[Point localization data]
↓↓↓

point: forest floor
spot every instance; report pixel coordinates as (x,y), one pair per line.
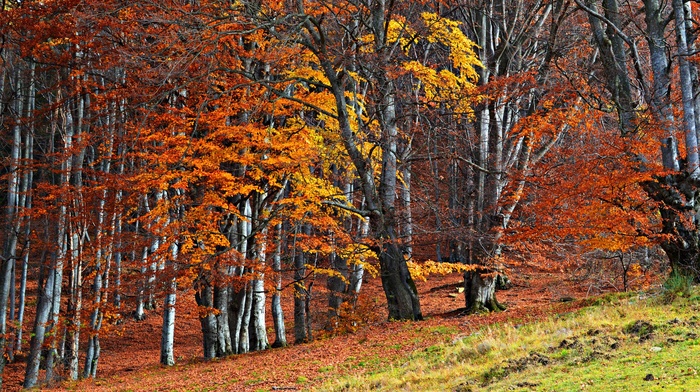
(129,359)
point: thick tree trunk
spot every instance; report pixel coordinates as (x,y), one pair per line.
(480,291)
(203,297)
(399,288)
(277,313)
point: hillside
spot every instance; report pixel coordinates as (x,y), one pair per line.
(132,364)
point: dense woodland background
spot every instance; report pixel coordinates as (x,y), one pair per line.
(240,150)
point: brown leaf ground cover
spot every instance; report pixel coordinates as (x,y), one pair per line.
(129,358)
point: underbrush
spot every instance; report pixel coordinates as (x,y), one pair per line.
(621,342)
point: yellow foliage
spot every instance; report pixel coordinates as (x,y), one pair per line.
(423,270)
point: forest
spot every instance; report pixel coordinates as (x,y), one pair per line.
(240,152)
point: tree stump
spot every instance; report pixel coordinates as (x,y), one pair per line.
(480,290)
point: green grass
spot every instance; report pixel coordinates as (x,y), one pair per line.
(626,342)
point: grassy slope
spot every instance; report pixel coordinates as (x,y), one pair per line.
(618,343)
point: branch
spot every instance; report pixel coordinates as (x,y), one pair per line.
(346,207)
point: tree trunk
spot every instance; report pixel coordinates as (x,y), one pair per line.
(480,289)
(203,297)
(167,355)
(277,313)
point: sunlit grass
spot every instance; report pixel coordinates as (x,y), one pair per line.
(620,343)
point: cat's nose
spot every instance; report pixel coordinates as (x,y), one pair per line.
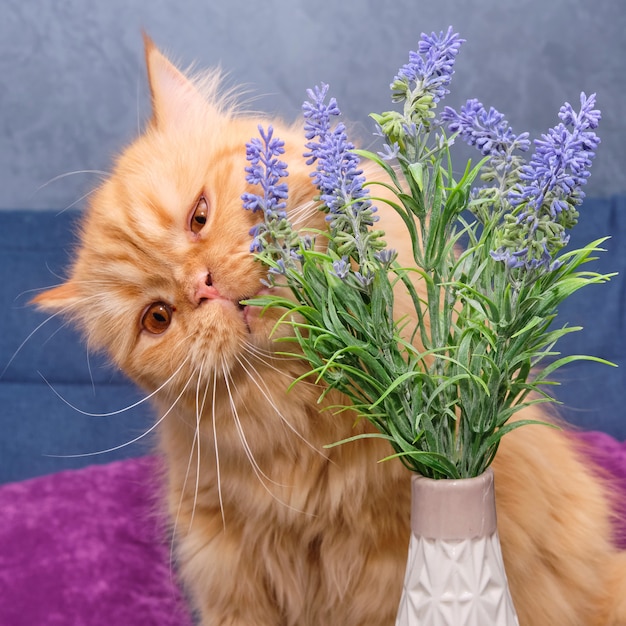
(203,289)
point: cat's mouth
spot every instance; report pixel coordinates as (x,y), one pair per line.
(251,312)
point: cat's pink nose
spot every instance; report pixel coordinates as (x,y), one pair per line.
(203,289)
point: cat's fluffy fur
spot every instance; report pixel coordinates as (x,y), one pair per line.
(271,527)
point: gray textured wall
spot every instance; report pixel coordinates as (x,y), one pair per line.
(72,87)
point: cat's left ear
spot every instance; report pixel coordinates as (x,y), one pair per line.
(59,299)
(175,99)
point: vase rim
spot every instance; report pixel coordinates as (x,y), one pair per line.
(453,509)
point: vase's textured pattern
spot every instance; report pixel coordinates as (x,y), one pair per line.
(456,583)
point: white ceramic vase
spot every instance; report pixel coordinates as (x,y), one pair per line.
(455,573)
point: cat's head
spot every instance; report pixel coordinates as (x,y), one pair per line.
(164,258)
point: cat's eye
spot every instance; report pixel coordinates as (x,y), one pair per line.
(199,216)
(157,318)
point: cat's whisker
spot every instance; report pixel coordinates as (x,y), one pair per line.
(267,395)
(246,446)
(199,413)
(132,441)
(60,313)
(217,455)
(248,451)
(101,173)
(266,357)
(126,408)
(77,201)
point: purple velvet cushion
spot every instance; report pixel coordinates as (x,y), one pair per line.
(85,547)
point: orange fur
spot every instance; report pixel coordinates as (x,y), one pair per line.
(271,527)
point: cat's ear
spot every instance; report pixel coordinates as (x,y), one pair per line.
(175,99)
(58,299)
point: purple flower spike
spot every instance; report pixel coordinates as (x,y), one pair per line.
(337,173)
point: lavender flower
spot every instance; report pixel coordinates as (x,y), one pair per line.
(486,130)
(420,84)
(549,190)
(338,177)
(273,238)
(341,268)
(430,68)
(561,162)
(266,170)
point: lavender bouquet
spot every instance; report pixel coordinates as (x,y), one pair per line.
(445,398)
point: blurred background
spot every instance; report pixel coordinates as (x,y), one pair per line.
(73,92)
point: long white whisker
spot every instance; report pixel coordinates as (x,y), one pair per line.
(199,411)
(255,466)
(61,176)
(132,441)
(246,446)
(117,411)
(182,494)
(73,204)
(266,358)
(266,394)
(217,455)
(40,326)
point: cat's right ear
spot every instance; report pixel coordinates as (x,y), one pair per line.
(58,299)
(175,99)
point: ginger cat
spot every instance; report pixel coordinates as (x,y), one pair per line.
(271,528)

↑↑↑

EXERCISE OBJECTIVE »
Set the records down again precisely, skipping every image.

WORKED SOLUTION »
point: forest floor
spot every instance; report pixel coordinates as (x,y), one pair per line.
(129,359)
point: thick tree trunk
spot every instance; report pixel coordinates as (x,y), one pair per line.
(480,291)
(203,297)
(399,288)
(277,313)
point: hillside
spot every instance; report pixel coordinates as (x,y), one pair per line.
(132,364)
point: dense woodland background
spot every instance; report pixel coordinates as (x,y), one pair per line.
(240,150)
point: brown leaf ground cover
spot every instance; report pixel coordinates as (x,y), one pair per line.
(129,358)
point: underbrush
spot every instance; report pixel coordinates as (x,y), one pair per line.
(621,342)
point: yellow foliage
spot every instance; report pixel coordinates as (x,y), one pair per line.
(423,270)
point: forest
spot every instance; report pixel coordinates as (x,y), one pair per line.
(240,152)
point: tree stump
spot every instance; report pixel coordinates as (x,y), one pair per line.
(480,290)
point: green grass
spot every instance; report pixel coordinates as (x,y), one pair per line.
(626,342)
point: grassy slope
spot every instance; report pixel coordinates as (x,y), one pair per line.
(618,343)
point: branch
spot every instance; report pixel coordinates as (x,y), one pair per line.
(346,207)
point: tree trunk
spot every instance; report pixel coordinates as (x,y), one pair per line.
(480,289)
(203,297)
(167,355)
(277,313)
point: sunlit grass
spot every instance; report pixel coordinates as (x,y), one pair per line.
(620,343)
point: cat's nose
spot every instance; report pixel coordinates as (x,y), one pair per line.
(203,289)
point: cat's mouth
spot every instance; report pixel coordinates as (x,y), one pair per line.
(251,312)
point: cat's pink nose
spot every instance; report pixel coordinates as (x,y), one pair per line.
(203,289)
point: cat's fluffy fur
spot every instance; report pixel coordinates as (x,y), one pair per line.
(271,527)
point: gray textured wall
spot every instance; report pixel coordinates as (x,y), one pair per line.
(72,87)
point: cat's left ear
spot every instance; report pixel coordinates as (x,y), one pair per line.
(59,299)
(175,99)
point: vase rim
spot every instance; report pixel coordinates as (x,y), one pair per line.
(453,509)
point: vase's textured pattern
spot every instance; report pixel coordinates as (x,y), one pair per line.
(456,583)
point: white ceramic vase
spot every instance; report pixel coordinates as (x,y), one pair per line.
(455,573)
point: cat's head
spot every instance; report pixel coordinates as (x,y), one pair per line.
(164,258)
point: cat's eye
spot every instance; report pixel coordinates as (x,y), one pair per line.
(199,216)
(157,318)
point: cat's whisker
spot every instance; report pixel coordinates as (x,y), one pair per line.
(267,395)
(246,446)
(199,413)
(132,441)
(60,313)
(217,455)
(248,451)
(101,173)
(266,357)
(126,408)
(77,201)
point: purple velvet cushion
spot every instance; report pixel coordinates as (x,y), one pair per line.
(85,547)
point: orange fur
spot every instance; report pixel coordinates as (x,y), one pair per line.
(271,527)
point: cat's ear
spot every instance; report pixel coordinates as (x,y), one pair per line.
(175,99)
(58,299)
point: purple flower spike
spot every instance; report pixel coordinates as (x,y), one pair per line.
(337,173)
point: lavender flower
spot every instance; report pixel coordinates as (x,y), one pair per line.
(486,130)
(420,84)
(549,190)
(338,177)
(273,238)
(341,268)
(430,68)
(561,162)
(266,170)
point: lavender bouquet
spot every instance; report pixel coordinates as (x,y), one pair per line.
(445,398)
point: blurred background
spot every instance; report pixel coordinates as (x,y), one pair per line.
(73,92)
point: long white whisker
spot every instance; report pixel coordinates as (x,y), one pair per line.
(199,411)
(255,466)
(61,176)
(132,441)
(246,446)
(117,411)
(182,494)
(73,204)
(266,358)
(266,394)
(217,455)
(40,326)
point: cat's right ear
spot every instance; report pixel coordinates as (x,y), one pair per line.
(58,299)
(175,99)
point: ginger cat
spot every instance; report pixel coordinates as (x,y), one pair per line.
(271,528)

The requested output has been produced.